◆ WHAT THE TASK REQUIRES ◆
Your answer must be the records below repeated word for word, with no pictures in it.

◆ DATASET RECORDS ◆
══════

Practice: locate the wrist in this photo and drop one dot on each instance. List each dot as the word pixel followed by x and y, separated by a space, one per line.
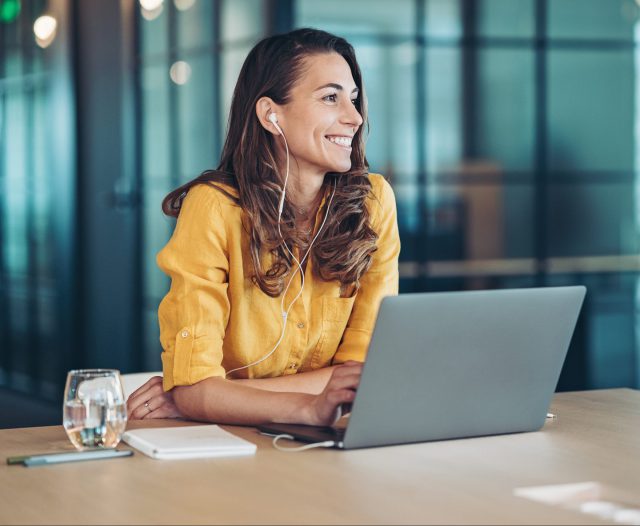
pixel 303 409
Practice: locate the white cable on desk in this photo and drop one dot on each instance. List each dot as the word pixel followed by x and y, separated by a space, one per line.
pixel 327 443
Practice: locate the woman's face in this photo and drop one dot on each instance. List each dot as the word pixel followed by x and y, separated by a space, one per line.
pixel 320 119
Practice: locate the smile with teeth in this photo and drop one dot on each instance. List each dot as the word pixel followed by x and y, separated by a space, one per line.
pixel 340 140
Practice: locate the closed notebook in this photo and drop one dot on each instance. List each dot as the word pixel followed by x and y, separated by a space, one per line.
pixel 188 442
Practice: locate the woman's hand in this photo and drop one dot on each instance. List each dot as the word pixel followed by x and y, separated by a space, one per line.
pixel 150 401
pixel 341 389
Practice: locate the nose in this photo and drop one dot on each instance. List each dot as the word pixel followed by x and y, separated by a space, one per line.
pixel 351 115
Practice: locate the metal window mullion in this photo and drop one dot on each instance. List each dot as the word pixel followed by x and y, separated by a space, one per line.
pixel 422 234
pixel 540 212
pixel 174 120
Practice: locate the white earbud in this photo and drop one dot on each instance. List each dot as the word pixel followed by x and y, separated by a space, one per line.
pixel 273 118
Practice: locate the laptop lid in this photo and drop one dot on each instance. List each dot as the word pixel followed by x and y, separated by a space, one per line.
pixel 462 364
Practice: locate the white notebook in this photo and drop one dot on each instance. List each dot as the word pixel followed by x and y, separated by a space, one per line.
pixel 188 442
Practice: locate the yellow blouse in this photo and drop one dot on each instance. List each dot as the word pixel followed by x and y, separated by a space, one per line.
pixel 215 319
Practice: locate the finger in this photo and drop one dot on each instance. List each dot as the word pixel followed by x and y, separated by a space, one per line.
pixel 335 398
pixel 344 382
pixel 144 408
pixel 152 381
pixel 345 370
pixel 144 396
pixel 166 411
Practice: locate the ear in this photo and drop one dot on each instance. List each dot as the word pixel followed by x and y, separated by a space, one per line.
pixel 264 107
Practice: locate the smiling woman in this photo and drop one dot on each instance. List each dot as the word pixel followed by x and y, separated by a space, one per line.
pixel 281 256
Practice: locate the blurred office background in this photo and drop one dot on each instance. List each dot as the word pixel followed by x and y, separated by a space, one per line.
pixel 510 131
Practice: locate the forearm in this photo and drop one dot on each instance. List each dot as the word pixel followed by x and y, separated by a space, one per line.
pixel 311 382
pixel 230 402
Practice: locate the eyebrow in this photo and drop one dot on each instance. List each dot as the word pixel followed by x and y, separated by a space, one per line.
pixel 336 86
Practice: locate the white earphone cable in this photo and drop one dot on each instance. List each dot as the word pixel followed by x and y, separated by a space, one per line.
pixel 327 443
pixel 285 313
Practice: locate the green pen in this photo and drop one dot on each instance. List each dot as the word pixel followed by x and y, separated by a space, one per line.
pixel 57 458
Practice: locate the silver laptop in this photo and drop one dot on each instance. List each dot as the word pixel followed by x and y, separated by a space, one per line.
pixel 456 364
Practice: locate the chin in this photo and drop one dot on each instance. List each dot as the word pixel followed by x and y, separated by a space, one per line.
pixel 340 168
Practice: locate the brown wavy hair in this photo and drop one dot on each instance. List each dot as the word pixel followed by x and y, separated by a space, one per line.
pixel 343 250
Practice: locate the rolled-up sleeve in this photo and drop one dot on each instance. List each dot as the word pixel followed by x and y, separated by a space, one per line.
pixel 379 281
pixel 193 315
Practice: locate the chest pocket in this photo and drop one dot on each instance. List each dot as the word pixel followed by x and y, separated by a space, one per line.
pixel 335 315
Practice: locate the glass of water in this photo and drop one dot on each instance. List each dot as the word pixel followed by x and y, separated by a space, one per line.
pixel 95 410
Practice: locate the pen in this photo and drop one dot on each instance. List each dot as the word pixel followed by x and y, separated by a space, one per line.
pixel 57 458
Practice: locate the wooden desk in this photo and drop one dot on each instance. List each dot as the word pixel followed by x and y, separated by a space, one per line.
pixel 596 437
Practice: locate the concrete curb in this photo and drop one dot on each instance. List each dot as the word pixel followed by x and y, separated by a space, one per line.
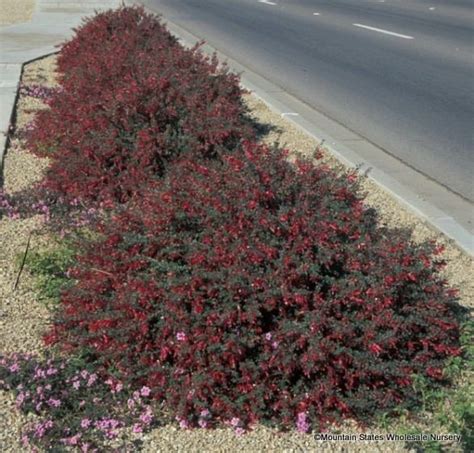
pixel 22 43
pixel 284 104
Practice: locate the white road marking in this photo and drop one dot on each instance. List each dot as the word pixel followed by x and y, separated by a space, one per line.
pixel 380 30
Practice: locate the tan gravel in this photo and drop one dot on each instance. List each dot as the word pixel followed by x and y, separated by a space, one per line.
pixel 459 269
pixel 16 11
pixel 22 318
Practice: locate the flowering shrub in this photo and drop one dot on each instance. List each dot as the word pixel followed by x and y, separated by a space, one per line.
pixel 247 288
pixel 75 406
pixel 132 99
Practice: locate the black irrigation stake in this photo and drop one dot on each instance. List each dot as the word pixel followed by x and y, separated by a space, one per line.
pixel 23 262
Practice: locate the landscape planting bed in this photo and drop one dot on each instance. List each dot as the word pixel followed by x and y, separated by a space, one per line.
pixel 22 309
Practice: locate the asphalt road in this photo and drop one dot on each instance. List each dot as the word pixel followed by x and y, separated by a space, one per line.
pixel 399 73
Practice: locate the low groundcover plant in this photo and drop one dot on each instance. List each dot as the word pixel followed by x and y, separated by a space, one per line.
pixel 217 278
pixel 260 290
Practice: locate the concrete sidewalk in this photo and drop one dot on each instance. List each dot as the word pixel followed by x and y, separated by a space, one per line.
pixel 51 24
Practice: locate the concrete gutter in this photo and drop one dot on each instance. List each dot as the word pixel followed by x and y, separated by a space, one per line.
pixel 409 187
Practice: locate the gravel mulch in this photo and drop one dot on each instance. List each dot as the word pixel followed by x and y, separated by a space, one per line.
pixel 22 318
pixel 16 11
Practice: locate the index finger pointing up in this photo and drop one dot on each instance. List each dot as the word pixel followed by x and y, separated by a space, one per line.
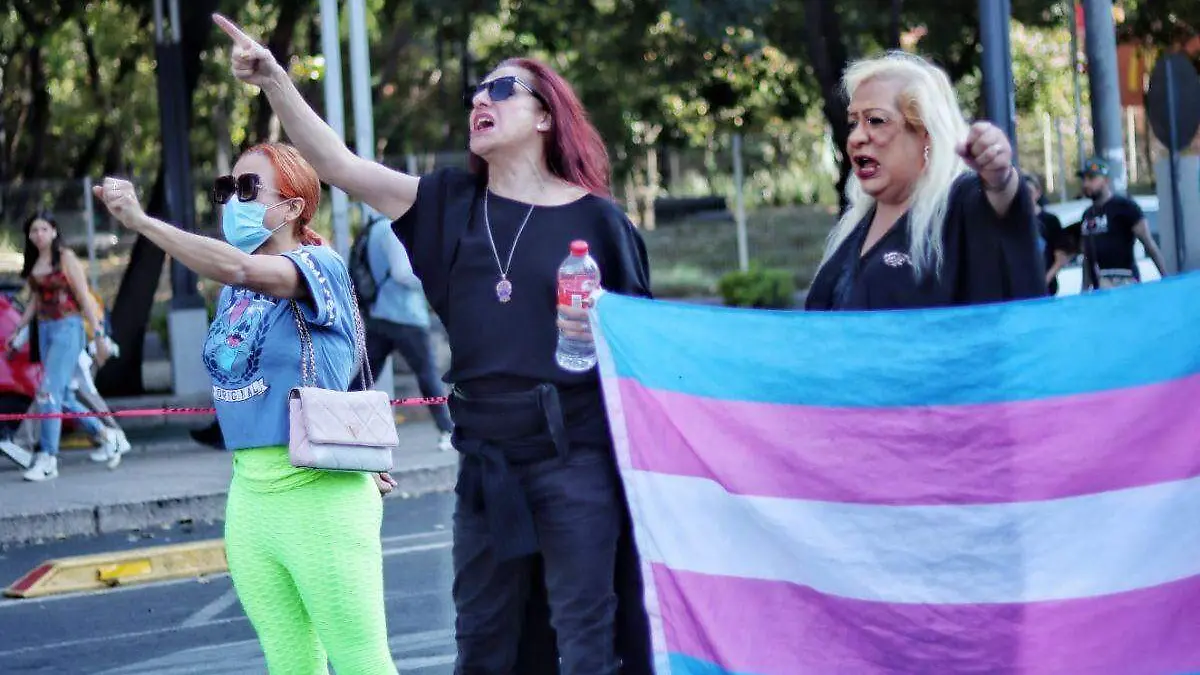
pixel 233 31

══════

◆ SOLUTION TO THE EXERCISE ◆
Practice: locate the wrist in this photo and drop one dot on each instance. List each dot as the word pixel followed by x and y, separated by a space, one per line.
pixel 303 409
Practice: locate the white cable on desk in this photo and drop one dot on each instance. List each dot as the word pixel followed by x and y, separated by a space, one per line.
pixel 327 443
Practice: locate the woman's face in this photo and drop one dot on each instance. List each dot as the word pixel followed by x and y, separated by a space, one per line.
pixel 320 119
Practice: locate the smile with teeth in this photo and drop one dot on each instance. List each dot as the word pixel followed by x and y, separated by a space, one per line.
pixel 340 140
Practice: locate the closed notebook in this photo and drop one dot on each instance. List each dot as the word pixel followed by x and y, separated by a space, one per line.
pixel 188 442
Practice: locate the woman's hand in this photo and drop one dot on each instance. List each dot as the word pixel followed by x and y, separated by a space, one per line.
pixel 150 401
pixel 341 389
Practice: locate the nose in this photo and drop one dot on each instance. List each dot as the word pixel followed by x and y, separated by a space, one per line.
pixel 351 115
Practice: locate the metal window mullion in this photo and drop one dot on each instance. List each dot as the word pixel followed by x and y, separated by a space, one per line.
pixel 422 234
pixel 540 212
pixel 174 120
Practice: locate the white earbud in this photo and drop one dot on each instance. List each dot as the word pixel followed by x and y, separated by a space, one per line.
pixel 273 118
Practice: locate the laptop lid in this photo and drop one dot on each instance. List each dot as the word pixel followed by x and y, separated by a space, one per line.
pixel 462 364
Practice: locate the white notebook in this photo and drop one dot on each instance. List each dot as the word pixel followed by x and y, separated by a space, one per line.
pixel 188 442
Practice: locate the yellow blouse in this photo and drop one dot on each instance. List each dot as the word pixel followed by x and y, separated by a space, one per line.
pixel 215 319
Practice: locate the finger in this photo and drop one dot on each instance. List each dot as the word pixel followed by x and y, separated by a space, one per line.
pixel 335 398
pixel 344 382
pixel 144 408
pixel 152 381
pixel 345 370
pixel 144 396
pixel 166 411
Practice: locate the ear in this photo and drop one dot on each instance. List each dot as the word pixel followed by x and y, separated by a space, one per line.
pixel 264 107
Practice: locate the smiling woman in this photo and drop one dot on each instance. List each dot as the word pixel followed by x and y, separated by a space, one per line.
pixel 281 256
Practice: locate the blurred office background in this photo and drop one dot on each instance. List each dot as the word pixel followed by x and y, separated by a space, one per line.
pixel 510 131
Practice: locate the forearm in this photo and drop one dot on each instance. List each dot as the word pixel followed by x and y, separated by a space, one per line.
pixel 311 382
pixel 230 402
Practice: locate the eyebrow in this photo and drop one dot on each instance. List each dot as the word pixel followed by x and y, separated by a space, one per line.
pixel 336 86
Practice: locate the white earphone cable in this photo and drop one dot on each instance. List each dot as the word pixel followed by x and y, separated by a space, one per line.
pixel 327 443
pixel 285 313
Practice: locate the green pen in this photo and drop one dot on each instance. List each dot as the word pixel followed by x and y, separated by a space, one per line.
pixel 57 458
Practice: locate the silver laptop in this photo and drop one dot on each instance. List each dot as the word pixel followed by x and y, separated by a space, one per line.
pixel 456 364
Practice: locate the chin in this photo and drop one dot on each instance. List each dot as the word pixel followed by x and y, separated by a space, one per line.
pixel 340 168
Practice: locate the brown wavy hair in this photo and drop one dot on each instance. List each dot as the word pixel followed by x and y, separated by a space, one per line.
pixel 343 250
Practice: locate the rolled-up sleeve in this photo and drop one dot on each instance. List each dot as the word pixel followed by x and y, separated by a space, one per line.
pixel 379 281
pixel 193 315
Practice: locate the chest pocket in this photo and drop one dot on each instance. List each dot as the word pixel followed by x and y, separated by a space, one per line.
pixel 335 315
Practice: locate the glass of water in this photo and drop one dot on each instance. List each dot as the word pixel followed by x and y, separated by a space, one per line.
pixel 95 410
Practice: locate the pen in this photo and drop one dot on each instance. List each dot as the word pixel followed by x and y, separated by a space, one per line.
pixel 57 458
Practice: locate the wooden desk in this photo and drop one dot on each instance. List each dot as the word pixel followed by x and y, separated by a space, one per line.
pixel 596 437
Practice: locate the concrete curb in this photo and drop one dot on each instance. List each dot as the word pixel followed by x and y, separated by a space, one per line.
pixel 22 43
pixel 284 104
Practice: locate the white road marking in this photo and drop one dot on each instance. List each dot as the word pixel followed by x and y, separated by a space, one per line.
pixel 380 30
Practice: locate the tan gravel in this photo and drop one dot on each instance. List each dot as the word pixel followed by x and y, separated by a space, one per line.
pixel 459 269
pixel 16 11
pixel 22 318
Practice: locate the flowering shrub in this photo and drop one dot on each instance. List each dot as the word pixel followed by x and y, separated by a space, one per line.
pixel 247 288
pixel 75 406
pixel 132 99
Practice: locate the black irrigation stake in this photo and drop one dot on each instance. List each dot as the word pixel followed by x and y, separated by a space, one per line.
pixel 23 262
Practice: locate the landscape planting bed in this photo and drop one dot on each instance. List each dot as the word pixel followed by x and y, separated by a space, one per line.
pixel 22 309
Practice: locate the asphalt road in this photo and drop one dot on each instance. List each dot as the word pixel followed by x and y, separated by a space, one per line.
pixel 399 73
Practice: locate the low groundcover plant in this photo and drop one dot on each instance. List each dot as the word pixel followed by x and y, separated by a space, one per line.
pixel 217 278
pixel 260 290
Practice: locate the concrete sidewalk in this photo and drop one dot on each instance. List each dot as the word pixel followed by x and y, separated by a space, one per line.
pixel 51 24
Practice: locate the concrete gutter in this photo and drop one dot on each instance. List each dot as the word pixel followed by x and y, separated by a space, one per line.
pixel 409 187
Practice: locate the gravel mulch in this photo and drop one dot on each instance. List each dot as the word pixel followed by x and y, separated by a space, one per line.
pixel 22 318
pixel 16 11
Practice: locate the index finger pointing up in this photo and drop one dot on each instance. List each dot as the word pixel followed by x and y, separated by a space, one per line.
pixel 233 31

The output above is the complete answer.